• [EXTRACT TO READ]:
I'd be surprised if CTP went to warnings on the section of counties from here to Lewistown to SEG. I'm just not seeing enough support for 6", which is the criteria in these counties. I mean it wouldn't take much, especially if ratios were to play into it.. but this is looking like a 3-5" ordeal for JST-AOO-UNV-SEG. Temps aloft look to be sufficiently cold for good ratios in that region, but need the forcing to capitalize. 

 Again, I think progression is a bigger issue than track. Most modeling including the GFS does get just about the whole state into the snow shield so I don't think anyone in PIT or in here gets shut out or less than 2-3" but we've really narrowed the corridor of 6"+. I rode the hot hand of the Euro/NAM combo in the 48-60hr range and it finally let me down. We may shift back north a tad in the couple runs before game time but I don't think that widens the 6+ corridor. I've already noted previously even with the more amped stuff we saw that I thought this was a 5-10" snowstorm because of the progressive nature of the system. That ceiling might be more like 7 or 8" with the weaker solutions that the more amped models have headed towards in addition to the narrower corridor. 

CTP's afternoon thoughts:

Quote

.SHORT TERM /6 AM SUNDAY MORNING THROUGH MONDAY NIGHT/...

• [GIVEN MATERIAL]:
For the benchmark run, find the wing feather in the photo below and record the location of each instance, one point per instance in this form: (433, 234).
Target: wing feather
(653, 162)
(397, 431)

• [WORK TO COMPLETE]:
1: In the snowstorm forum post, rewrite the stretch from "I'd be surprised" through "forcing to capitalize." with "warnings" swapped for "advisories".
2: In the snowstorm forum post, which model combination did the writer rely on in the 48-60hr range?
3: List every weather model named in the snowstorm forum post.
The material isn't needed for this.

• [TASK RESPONSES]:
1:
I'd be surprised if CTP went to advisories on the section of counties from here to Lewistown to SEG. I'm just not seeing enough support for 6", which is the criteria in these counties. I mean it wouldn't take much, especially if ratios were to play into it.. but this is looking like a 3-5" ordeal for JST-AOO-UNV-SEG. Temps aloft look to be sufficiently cold for good ratios in that region, but need the forcing to capitalize.

2: The Euro/NAM combo.

3: GFS, Euro, NAM